* The task *
Pull out every line in the records below that contains the word "white", and copy each of those lines in full.

* Material *
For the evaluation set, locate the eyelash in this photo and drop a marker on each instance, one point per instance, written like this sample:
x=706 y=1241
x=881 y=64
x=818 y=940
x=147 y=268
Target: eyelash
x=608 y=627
==
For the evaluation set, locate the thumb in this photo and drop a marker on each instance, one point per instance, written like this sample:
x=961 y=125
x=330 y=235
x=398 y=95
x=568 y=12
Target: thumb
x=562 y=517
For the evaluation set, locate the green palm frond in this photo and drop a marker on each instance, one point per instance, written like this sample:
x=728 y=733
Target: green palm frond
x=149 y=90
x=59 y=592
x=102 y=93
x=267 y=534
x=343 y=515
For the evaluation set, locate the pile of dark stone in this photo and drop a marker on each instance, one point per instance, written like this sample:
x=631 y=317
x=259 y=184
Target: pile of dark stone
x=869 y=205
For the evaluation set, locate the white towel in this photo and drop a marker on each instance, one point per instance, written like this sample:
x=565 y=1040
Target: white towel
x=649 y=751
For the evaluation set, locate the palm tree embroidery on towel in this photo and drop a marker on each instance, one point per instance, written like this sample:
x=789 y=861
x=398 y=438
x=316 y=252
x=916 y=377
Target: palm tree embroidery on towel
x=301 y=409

* Response *
For the evaluation set, locate the white towel in this photo and drop a marker on each instance, one point per instance, written like this sample:
Target: white towel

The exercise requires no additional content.